* EXERCISE PROMPT
Stop after the line containing "Target: chair leg": print each line exactly from the first line of the listing up to that point.

--- EXERCISE DATA Enclosed Below ---

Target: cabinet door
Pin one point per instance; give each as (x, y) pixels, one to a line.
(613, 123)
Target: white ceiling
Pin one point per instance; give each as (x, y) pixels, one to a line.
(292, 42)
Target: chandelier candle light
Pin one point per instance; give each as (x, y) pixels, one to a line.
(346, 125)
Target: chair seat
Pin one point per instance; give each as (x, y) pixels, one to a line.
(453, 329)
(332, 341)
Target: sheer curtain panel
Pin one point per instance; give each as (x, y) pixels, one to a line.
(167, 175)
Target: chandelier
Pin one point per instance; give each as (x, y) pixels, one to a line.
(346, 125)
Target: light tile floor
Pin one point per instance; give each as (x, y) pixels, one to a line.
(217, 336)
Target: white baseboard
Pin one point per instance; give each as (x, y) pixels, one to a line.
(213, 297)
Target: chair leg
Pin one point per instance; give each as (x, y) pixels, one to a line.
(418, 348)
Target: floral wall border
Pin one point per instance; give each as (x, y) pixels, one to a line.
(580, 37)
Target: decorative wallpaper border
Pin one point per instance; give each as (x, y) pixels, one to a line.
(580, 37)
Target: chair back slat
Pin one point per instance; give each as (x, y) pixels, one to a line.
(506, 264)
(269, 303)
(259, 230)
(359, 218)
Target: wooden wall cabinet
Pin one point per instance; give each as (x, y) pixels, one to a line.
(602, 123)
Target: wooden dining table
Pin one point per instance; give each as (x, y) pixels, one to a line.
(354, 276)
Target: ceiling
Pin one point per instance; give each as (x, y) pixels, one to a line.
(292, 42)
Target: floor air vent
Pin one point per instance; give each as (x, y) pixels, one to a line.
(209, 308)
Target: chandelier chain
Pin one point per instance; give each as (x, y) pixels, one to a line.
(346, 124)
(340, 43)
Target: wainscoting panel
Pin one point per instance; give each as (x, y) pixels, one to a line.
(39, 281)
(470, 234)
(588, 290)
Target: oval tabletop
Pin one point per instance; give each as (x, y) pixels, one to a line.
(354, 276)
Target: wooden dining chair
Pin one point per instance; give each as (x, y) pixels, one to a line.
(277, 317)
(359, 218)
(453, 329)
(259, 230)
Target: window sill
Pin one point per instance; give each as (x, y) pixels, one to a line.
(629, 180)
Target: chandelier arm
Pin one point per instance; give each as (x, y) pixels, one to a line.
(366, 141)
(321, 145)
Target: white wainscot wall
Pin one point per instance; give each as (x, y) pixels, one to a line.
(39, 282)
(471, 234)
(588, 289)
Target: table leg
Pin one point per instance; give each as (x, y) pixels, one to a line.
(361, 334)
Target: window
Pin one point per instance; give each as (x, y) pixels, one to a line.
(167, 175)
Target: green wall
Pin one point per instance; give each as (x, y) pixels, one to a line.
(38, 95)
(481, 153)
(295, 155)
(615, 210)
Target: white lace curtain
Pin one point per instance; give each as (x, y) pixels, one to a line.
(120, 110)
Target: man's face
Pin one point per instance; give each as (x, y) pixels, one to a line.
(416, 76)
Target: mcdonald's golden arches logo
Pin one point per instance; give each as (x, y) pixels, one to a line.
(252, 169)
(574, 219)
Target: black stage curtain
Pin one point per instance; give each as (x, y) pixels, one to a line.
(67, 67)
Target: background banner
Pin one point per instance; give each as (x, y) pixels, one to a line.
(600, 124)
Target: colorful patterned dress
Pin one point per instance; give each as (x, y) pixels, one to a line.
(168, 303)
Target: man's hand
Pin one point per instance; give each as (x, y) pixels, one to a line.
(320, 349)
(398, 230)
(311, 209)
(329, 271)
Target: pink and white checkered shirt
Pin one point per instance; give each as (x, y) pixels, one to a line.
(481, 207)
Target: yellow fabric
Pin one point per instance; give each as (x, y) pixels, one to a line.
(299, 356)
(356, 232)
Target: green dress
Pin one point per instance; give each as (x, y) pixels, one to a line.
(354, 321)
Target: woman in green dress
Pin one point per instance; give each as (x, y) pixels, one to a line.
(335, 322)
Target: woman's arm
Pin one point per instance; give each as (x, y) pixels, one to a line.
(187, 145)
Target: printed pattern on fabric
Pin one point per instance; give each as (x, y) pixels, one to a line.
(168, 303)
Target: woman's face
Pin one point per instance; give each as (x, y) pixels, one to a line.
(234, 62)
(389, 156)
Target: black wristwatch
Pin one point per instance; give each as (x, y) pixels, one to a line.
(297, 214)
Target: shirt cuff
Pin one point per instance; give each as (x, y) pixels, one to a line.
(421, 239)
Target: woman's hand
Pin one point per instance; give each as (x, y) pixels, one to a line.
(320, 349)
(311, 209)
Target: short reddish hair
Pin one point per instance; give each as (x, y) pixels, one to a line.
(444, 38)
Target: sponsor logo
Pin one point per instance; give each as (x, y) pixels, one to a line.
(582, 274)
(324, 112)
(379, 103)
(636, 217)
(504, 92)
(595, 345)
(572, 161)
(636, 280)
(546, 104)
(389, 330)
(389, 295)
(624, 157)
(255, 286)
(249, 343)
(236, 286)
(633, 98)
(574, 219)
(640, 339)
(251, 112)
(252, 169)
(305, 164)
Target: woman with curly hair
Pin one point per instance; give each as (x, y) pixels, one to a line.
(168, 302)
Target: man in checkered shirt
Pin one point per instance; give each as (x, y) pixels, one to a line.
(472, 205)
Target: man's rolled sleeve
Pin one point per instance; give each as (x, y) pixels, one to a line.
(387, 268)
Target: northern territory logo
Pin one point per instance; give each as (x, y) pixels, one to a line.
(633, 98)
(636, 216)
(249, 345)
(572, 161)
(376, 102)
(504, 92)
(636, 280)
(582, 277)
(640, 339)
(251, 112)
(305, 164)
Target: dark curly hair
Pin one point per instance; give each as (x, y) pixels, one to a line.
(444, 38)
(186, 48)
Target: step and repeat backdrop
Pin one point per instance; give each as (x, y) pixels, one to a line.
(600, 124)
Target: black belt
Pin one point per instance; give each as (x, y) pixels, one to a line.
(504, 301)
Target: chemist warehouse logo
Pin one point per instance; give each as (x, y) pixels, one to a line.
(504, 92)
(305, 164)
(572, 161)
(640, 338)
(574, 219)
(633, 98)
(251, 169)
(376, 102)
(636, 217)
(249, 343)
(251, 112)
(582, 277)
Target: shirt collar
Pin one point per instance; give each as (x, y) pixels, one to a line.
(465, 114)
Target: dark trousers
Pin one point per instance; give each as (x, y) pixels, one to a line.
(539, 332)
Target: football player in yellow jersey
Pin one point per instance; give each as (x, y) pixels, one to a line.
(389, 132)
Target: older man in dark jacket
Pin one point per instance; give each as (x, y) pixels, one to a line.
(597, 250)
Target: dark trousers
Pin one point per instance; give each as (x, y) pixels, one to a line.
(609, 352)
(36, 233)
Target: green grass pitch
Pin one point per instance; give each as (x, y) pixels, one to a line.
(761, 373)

--- End of Enclosed EXERCISE DATA ---

* ANSWER BOX
Target: cabinet door
Pin one point per instance; give each as (x, y) pixels, one to a line.
(613, 123)
Target: white ceiling
Pin one point per instance; give each as (x, y) pixels, one to a line.
(292, 42)
Target: chandelier candle light
Pin one point per instance; give each as (x, y) pixels, one to a line.
(346, 125)
Target: chair seat
Pin one point per instance; give each as (x, y) pixels, one to a line.
(453, 329)
(332, 341)
Target: sheer curtain panel
Pin one point per instance; give each as (x, y) pixels, one to a line.
(167, 175)
Target: chandelier
Pin one point per instance; give each as (x, y) pixels, one to a line.
(346, 125)
Target: light tile floor
Pin one point per instance; give each as (x, y) pixels, one to a line.
(217, 336)
Target: white baseboard
Pin one point per instance; give each as (x, y) pixels, one to a line.
(213, 297)
Target: chair leg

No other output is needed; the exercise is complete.